(Beginning of Study text)
Sex linkage of the skeletal muscle sodium channel gene (SCN4A) explains apparent deviations from Hardy–Weinberg equilibrium of tetrodotoxin-resistance alleles in garter snakes (Thamnophis sirtalis)


The arms race between tetrodotoxin-bearing Pacific newts (Taricha) and their garter snake predators (Thamnophis) in western North America has become a classic example of coevolution, shedding light on predator-prey dynamics, the molecular basis of adaptation, and patterns of convergent evolution. Newts are defended by tetrodotoxin (TTX), a neurotoxin that binds to voltage-gated sodium channels (Nav proteins), arresting electrical activity in nerves and muscles and paralyzing would-be predators. However, populations of the common garter snake (T. sirtalis) have overcome this defense, largely through polymorphism at the locus SCN4A, which renders the encoded protein (Nav1.4) less vulnerable to TTX. Previous work suggests that SCN4A commonly shows extreme deviations from Hardy–Weinberg equilibrium (HWE) in these populations, which has been interpreted as the result of intense selection imposed by newts. Here we show that much of this apparent deviation can be attributed to sex linkage of SCN4A. Using genomic data and quantitative PCR, we show that SCN4A is on the Z chromosome in Thamnophis and other advanced snakes. Taking Z-linkage into account, we find that most apparent deviations from HWE can be explained by female hemizygosity rather than low heterozygosity. Sex linkage can affect mutation rates, selection, and drift, and our results suggest that Z-linkage of SCN4A may make significant contributions to the overall dynamics of the coevolutionary arms race between newts and snakes.
(End of Study text)
(Beginning of Dataset)
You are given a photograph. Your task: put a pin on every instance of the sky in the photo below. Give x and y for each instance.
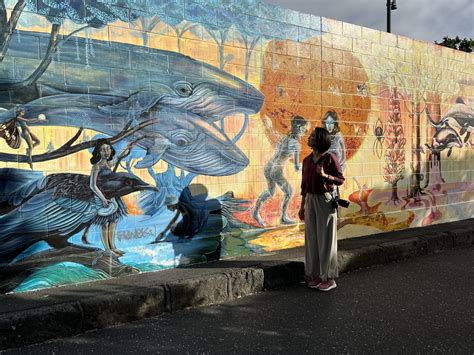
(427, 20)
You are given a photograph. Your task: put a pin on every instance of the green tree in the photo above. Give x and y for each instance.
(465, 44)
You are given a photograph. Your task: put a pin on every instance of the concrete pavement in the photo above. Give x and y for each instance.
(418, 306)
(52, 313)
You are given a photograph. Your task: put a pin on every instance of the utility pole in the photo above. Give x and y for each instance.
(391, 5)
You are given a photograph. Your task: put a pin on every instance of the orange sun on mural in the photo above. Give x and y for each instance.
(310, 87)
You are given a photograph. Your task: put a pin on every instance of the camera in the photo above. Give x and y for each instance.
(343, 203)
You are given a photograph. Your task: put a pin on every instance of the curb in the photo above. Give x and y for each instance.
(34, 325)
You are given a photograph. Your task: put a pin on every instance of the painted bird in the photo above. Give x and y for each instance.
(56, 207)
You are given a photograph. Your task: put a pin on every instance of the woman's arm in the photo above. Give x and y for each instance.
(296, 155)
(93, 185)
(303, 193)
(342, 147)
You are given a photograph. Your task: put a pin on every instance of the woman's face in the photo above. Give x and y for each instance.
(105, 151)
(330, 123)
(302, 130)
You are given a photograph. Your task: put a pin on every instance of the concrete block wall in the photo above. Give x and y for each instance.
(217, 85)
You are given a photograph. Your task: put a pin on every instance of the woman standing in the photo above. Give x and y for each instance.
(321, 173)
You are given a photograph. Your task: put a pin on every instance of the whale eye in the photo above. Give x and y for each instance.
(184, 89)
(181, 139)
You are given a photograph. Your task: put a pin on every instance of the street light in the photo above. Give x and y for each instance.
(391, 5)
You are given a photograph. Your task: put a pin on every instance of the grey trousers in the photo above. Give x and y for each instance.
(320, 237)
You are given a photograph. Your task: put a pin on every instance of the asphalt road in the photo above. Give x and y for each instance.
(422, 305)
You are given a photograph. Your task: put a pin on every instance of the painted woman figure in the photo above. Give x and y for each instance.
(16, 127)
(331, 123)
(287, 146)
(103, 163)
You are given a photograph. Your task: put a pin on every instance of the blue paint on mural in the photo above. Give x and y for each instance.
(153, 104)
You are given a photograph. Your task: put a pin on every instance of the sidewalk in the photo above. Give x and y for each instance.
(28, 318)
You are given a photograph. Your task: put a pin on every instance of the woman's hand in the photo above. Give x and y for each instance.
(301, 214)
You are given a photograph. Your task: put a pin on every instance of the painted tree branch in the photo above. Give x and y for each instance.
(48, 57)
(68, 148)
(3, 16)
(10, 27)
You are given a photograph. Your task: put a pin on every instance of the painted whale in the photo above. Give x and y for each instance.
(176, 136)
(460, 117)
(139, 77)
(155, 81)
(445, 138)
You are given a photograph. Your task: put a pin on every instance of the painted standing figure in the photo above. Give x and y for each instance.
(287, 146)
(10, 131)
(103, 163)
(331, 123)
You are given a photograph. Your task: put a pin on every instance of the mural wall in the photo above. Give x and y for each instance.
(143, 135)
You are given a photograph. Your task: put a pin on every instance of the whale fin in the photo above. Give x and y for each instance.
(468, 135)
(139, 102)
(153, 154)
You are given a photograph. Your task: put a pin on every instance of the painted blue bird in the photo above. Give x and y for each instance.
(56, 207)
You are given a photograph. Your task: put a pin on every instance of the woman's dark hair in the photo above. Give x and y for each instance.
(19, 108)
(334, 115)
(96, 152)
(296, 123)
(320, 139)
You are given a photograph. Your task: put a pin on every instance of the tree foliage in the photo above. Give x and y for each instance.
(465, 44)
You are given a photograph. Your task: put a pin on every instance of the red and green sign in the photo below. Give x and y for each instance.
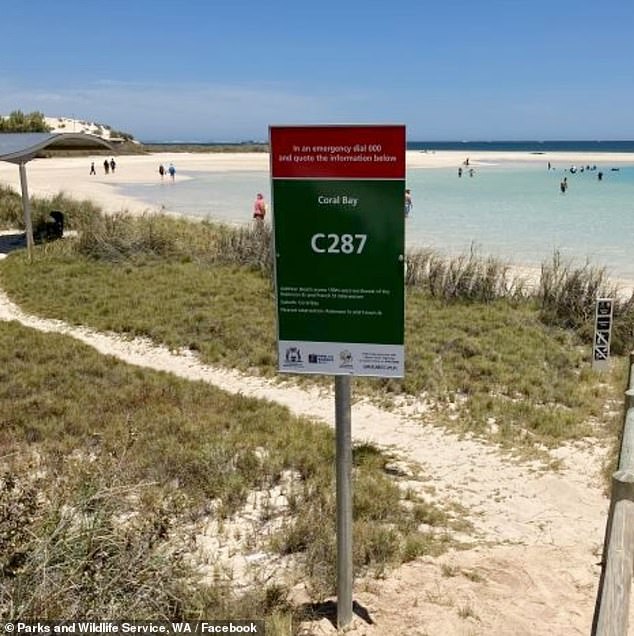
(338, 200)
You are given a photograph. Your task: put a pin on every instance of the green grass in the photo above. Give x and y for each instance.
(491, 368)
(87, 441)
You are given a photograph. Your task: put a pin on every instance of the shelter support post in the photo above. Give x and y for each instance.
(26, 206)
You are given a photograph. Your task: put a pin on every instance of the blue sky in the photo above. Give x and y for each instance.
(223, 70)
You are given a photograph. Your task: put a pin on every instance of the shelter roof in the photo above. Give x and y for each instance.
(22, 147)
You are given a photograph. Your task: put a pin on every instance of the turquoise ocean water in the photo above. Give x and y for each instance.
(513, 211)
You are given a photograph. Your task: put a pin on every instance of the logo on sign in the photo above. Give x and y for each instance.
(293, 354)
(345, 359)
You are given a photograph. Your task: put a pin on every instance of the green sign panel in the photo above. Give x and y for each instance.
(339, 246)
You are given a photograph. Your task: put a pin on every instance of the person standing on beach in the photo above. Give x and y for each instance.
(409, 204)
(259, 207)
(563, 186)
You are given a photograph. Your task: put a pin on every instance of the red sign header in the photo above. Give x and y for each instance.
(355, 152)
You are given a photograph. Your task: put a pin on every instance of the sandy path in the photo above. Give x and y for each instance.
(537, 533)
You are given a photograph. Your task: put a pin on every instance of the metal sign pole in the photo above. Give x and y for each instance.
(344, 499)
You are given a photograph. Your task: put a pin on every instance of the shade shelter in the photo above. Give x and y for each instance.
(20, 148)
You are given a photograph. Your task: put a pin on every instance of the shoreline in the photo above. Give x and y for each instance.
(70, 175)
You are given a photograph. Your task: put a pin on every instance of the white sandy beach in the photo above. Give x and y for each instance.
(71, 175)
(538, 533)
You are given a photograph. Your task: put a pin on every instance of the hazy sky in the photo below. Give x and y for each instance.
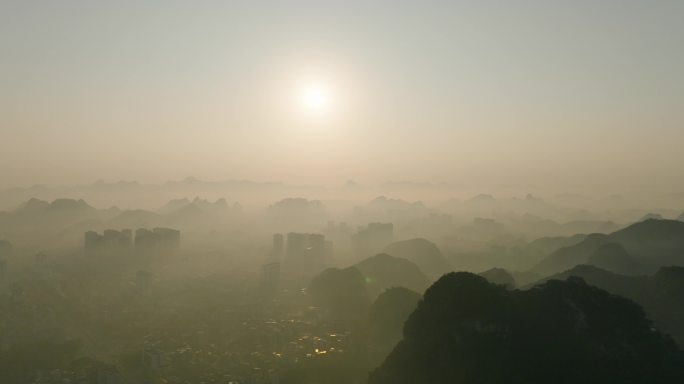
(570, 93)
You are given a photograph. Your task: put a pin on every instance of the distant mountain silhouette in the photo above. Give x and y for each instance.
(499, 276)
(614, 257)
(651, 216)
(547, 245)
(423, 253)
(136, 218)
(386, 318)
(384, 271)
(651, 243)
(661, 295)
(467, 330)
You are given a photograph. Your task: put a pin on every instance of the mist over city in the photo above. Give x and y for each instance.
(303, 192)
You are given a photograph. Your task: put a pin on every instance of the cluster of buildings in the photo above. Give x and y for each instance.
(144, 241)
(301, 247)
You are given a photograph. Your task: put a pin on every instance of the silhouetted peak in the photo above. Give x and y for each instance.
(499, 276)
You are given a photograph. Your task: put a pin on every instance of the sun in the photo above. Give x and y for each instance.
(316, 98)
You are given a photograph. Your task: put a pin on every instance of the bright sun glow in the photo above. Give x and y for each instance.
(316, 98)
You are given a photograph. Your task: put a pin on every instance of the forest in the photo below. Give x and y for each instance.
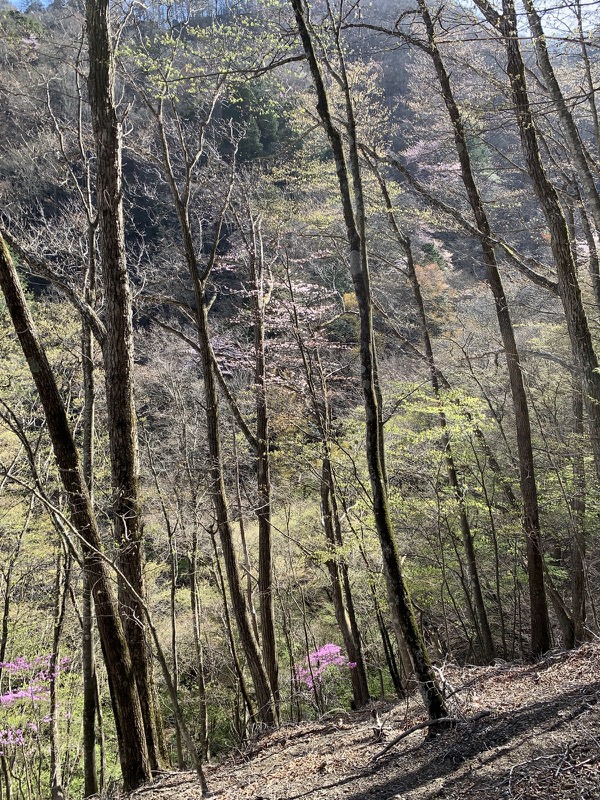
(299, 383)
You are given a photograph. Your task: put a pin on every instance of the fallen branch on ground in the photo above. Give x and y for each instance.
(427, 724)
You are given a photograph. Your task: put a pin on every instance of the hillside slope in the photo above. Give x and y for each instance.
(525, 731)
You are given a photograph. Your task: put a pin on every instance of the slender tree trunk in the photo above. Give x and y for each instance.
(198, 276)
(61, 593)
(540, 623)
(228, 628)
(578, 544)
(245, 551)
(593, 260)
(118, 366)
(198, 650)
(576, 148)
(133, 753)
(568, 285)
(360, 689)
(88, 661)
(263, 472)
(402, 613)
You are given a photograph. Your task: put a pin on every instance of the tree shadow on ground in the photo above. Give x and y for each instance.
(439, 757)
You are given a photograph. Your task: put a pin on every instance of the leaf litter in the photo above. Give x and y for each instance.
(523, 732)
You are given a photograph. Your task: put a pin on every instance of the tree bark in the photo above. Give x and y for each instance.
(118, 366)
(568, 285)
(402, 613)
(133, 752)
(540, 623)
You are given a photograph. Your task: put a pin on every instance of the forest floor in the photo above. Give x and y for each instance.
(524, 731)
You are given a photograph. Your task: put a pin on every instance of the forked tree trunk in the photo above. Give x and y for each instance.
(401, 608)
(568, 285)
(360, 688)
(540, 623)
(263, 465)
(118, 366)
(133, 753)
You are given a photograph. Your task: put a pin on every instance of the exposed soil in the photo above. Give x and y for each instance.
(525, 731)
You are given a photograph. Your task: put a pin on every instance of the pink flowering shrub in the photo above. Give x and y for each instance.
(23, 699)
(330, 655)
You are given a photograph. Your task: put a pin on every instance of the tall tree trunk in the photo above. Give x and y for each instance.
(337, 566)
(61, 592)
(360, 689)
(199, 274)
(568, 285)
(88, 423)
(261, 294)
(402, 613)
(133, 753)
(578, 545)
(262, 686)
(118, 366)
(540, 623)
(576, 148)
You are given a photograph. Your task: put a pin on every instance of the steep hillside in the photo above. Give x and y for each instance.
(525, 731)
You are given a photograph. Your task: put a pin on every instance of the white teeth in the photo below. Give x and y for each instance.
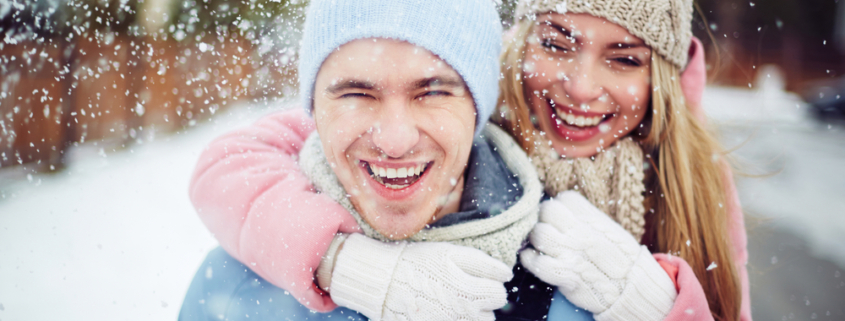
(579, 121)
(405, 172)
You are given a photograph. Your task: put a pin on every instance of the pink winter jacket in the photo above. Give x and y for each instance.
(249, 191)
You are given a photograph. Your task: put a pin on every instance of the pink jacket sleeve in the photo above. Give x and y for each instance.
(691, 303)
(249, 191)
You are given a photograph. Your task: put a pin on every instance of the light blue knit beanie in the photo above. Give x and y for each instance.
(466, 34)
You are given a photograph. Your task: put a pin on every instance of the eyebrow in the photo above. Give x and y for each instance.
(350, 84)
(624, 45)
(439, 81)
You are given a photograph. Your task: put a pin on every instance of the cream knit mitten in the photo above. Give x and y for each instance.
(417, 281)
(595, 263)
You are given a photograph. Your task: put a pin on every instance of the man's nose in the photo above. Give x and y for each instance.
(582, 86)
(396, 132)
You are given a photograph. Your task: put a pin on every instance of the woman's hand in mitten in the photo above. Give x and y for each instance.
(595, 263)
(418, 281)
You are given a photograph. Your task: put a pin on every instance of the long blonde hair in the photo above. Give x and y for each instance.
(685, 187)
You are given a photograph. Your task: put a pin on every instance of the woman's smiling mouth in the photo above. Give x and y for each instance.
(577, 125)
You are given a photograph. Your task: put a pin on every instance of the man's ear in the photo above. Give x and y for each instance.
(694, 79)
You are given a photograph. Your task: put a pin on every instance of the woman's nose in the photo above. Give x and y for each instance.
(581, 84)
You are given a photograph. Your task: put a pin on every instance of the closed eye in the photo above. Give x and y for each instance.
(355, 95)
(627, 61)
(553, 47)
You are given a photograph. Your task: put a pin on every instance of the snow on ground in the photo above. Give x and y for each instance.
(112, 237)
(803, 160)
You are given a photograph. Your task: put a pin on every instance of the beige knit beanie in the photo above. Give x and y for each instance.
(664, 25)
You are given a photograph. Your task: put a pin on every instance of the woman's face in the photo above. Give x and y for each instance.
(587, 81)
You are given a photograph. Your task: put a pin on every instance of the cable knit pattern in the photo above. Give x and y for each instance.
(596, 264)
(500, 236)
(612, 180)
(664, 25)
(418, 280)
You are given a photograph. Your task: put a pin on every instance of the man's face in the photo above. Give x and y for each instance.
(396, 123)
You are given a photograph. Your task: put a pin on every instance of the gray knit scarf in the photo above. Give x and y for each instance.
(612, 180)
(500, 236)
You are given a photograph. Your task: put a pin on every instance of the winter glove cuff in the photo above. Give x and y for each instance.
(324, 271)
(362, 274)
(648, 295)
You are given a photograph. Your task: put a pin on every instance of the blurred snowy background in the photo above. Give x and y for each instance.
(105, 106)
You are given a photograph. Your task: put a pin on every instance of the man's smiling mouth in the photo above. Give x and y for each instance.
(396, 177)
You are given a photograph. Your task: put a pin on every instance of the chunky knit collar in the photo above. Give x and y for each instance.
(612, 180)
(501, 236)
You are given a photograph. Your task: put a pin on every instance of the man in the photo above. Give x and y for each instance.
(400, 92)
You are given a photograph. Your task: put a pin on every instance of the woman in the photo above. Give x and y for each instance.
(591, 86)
(End of Dataset)
◆ Required action A ◆
Transcribe the stretch of the SCN4A abstract from "Sex linkage of the" through "snakes (Thamnophis sirtalis)".
◆ Required action B ◆
According to the SCN4A abstract, which chromosome carries SCN4A in Thamnophis and other advanced snakes?

◆ Response A ◆
Sex linkage of the skeletal muscle sodium channel gene (SCN4A) explains apparent deviations from Hardy–Weinberg equilibrium of tetrodotoxin-resistance alleles in garter snakes (Thamnophis sirtalis)

◆ Response B ◆
The Z chromosome.